§ DIRECTIONS
Output every record exactly, and nothing more.

§ PROVIDED RECORDS

------------------------

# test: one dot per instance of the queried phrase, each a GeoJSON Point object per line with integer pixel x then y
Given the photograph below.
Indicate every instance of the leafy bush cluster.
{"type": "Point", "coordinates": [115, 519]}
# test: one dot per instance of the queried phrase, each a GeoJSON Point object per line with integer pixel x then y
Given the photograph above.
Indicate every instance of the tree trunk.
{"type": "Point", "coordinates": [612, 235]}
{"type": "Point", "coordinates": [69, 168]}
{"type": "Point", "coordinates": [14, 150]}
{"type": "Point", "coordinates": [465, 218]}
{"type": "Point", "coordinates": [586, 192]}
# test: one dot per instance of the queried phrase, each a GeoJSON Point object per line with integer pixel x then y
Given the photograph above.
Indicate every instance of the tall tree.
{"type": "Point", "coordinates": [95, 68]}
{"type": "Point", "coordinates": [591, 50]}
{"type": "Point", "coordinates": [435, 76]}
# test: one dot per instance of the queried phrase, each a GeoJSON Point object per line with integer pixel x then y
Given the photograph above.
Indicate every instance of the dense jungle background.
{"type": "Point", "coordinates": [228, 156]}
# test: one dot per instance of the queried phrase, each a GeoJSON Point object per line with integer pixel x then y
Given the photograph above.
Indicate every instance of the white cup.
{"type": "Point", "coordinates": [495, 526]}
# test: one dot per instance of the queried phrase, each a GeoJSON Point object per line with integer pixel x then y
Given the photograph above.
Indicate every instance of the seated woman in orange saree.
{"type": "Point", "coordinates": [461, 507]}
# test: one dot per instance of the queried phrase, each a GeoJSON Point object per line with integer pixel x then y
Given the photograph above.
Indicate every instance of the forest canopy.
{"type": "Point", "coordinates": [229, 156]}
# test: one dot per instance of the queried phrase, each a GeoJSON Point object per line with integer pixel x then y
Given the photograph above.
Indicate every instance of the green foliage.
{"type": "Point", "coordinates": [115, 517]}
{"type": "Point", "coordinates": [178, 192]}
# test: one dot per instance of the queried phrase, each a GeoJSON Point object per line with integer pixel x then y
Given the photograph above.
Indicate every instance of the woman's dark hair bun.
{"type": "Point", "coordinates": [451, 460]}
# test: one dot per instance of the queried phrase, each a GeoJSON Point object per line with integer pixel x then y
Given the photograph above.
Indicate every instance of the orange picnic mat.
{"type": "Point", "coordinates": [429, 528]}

------------------------

§ ANSWER SECTION
# test: one dot per instance of the queried phrase, each a GeoJSON Point object per line with integer pixel x then y
Given the photograph below.
Indicate every instance of the leafy bush cluster.
{"type": "Point", "coordinates": [115, 519]}
# test: one dot per instance of the queried phrase, each a GeoJSON Point object per line with integer pixel x then y
Given the photograph above.
Indicate every instance of the tree trunk.
{"type": "Point", "coordinates": [612, 235]}
{"type": "Point", "coordinates": [69, 168]}
{"type": "Point", "coordinates": [14, 150]}
{"type": "Point", "coordinates": [465, 218]}
{"type": "Point", "coordinates": [586, 192]}
# test: one dot per instance of the queried phrase, each a GeoJSON Point object per line with integer pixel x then y
Given the photograph above.
Indicate every instance of the tall tree.
{"type": "Point", "coordinates": [95, 68]}
{"type": "Point", "coordinates": [591, 50]}
{"type": "Point", "coordinates": [435, 76]}
# test: one dot per instance of the queried phrase, each a GeoJSON Point object per line with integer pixel x then y
Given the photograph above.
Indicate every instance of the dense jungle background.
{"type": "Point", "coordinates": [228, 156]}
# test: one dot per instance of the queried phrase, each a GeoJSON Point object per line with integer pixel x then y
Given the photograph above.
Indicate every instance of the white cup.
{"type": "Point", "coordinates": [495, 526]}
# test: one dot per instance of the queried phrase, each a GeoJSON Point object per line with integer pixel x then y
Given the photograph above.
Indicate every instance of the seated woman in orange saree.
{"type": "Point", "coordinates": [461, 507]}
# test: one dot per instance of the queried phrase, each a GeoJSON Point object per line with integer pixel x then y
Given the photograph above.
Indicate every instance of the forest canopy.
{"type": "Point", "coordinates": [229, 156]}
# test: one dot per instance of the queried phrase, each a GeoJSON Point object per line with integer pixel x then y
Given the photograph above.
Indicate every instance of the green foliage.
{"type": "Point", "coordinates": [115, 517]}
{"type": "Point", "coordinates": [178, 192]}
# test: one dot per instance of the queried phrase, each a GeoJSON Point object per line with integer pixel x then y
Given the photograph above.
Indicate every instance of the woman's dark hair bun.
{"type": "Point", "coordinates": [451, 460]}
# test: one dot per instance of the queried phrase, each a GeoJSON Point object per line with integer pixel x then y
Given the photograph above.
Indicate every instance of the orange picnic mat.
{"type": "Point", "coordinates": [429, 528]}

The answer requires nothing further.